■ **To be done**
a: In the news article about Myanmar's junta leader, on what date was Senior General Than Shwe to leave for the Indonesian capital?
b: Carry on the news article about Myanmar's junta leader from its last sentence.

■ **Text excerpt**
────────────────────────────────────────

Junta leader to attend A-A Summit

Agencies, Yangon

The leader of Myanmar's ruling military government planned to
attend an Asia-Africa summit in Jakarta next week, days after
Yangon came under renewed pressure for its human rights record, a
diplomat said on Wednesday.

Myanmar has faced growing pressure not to chair the 10-member
ASEAN in 2006 after other nations in the regional grouping said
they were growing increasingly frustrated by Yangon's slow pace
of democratic reform and its treatment of political prisoners.

Foreign ministers of the Association of Southeast Asian
Nations sidestepped the issue at a gathering in the Philippines
this week by postponing a decision on whether Myanmar should
chair the group.

Senior General Than Shwe would leave for the Indonesian
capital on April 20 to attend the summit on April 23, a senior
Indonesian diplomat told Reuters.

In a separate development, a Philippine presidential palace
statement said that President Gloria Arroyo is to make a four-day
trip to Indonesia from April 21 to take part in a summit of Asian
and African countries.

Analysts and diplomats in Yangon say Than Shwe is expected to
seek bilateral meetings with ASEAN counterparts on the sidelines
of the summit to discuss the issue of Yangon's chairmanship.

An ASEAN diplomat speculated Myanmar might press ahead and
assume the grouping's rotating chair, which is based on
alphabetical order. Malaysia is the current chair.

"So far as I can see, they will not give up the chair. They
will go ahead. I'm not sure whether they will yield to outside
demands," said the diplomat who asked not to be identified.

The United States and Europe have threatened not to attend any
ASEAN meetings hosted by Myanmar. Washington has also said it
might withhold funding to several development projects in the
region, particularly in poorer Southeast Asian nations.

Europe and the United States have shunned Myanmar and slapped
sanctions on Yangon since the military government's latest
detention of Aung San Suu Kyi, a Nobel laureate, in May 2003.

ASEAN members want Yangon to put a timetable on its road map
to democracy and to free Suu Kyi.

────────────────────────────────────────

■ **Data excerpt**
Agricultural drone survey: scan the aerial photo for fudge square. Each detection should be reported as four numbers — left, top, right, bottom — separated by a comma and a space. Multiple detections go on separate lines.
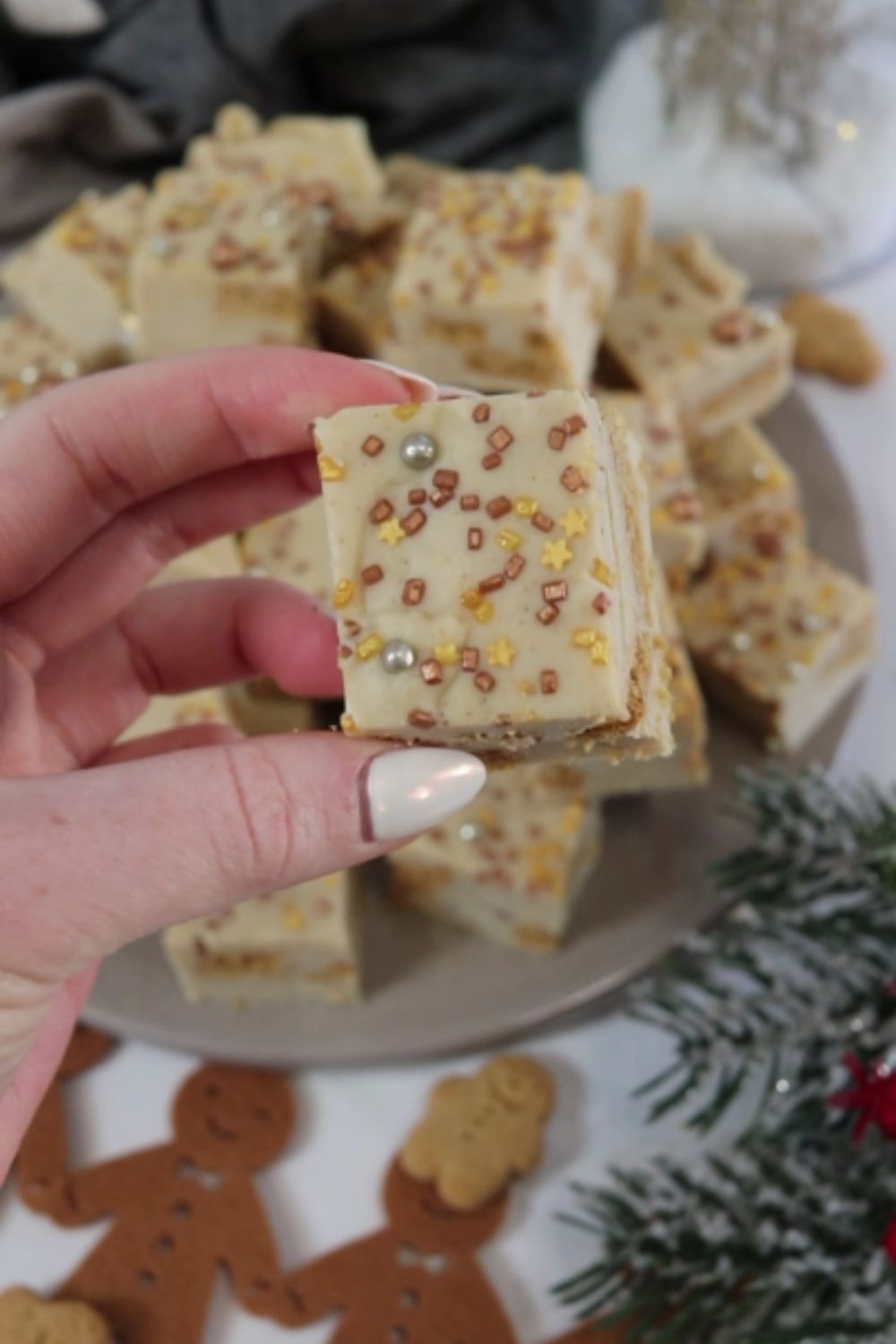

────────────────────────────────────────

■ **Exercise answers**
a: April 20

b:
Yangon-based analysts hold different views on the issue.

"They have three options: give in to outside demands and take
the chair, take the chair without doing anything, or give up the
chair on a reasonable pretext," a local analyst said.

"The first choice is most unlikely. They don't want to release
her (Suu Kyi) before they finish drawing up the constitution," he
said, referring to a drawn-out process to draft a new charter and
called a sham by the West.

"If they choose the second option, there will be some
complicated consequences for the whole group."

"We think they are likely to give up the chair, citing they
are very busy and preoccupied with implementing the political
road map," said the analyst in Yangon on Wednesday.

Singapore Foreign Minister George Yeo said on Monday it would
be better for Myanmar to make a decision soon to avoid dragging
ASEAN into Yangon's domestic politics.

Singapore and several other ASEAN members have shown signs of
impatience with Yangon's slow reform progress, in a rare breach
of the group's long-held principle of non-interference in
members' internal affairs.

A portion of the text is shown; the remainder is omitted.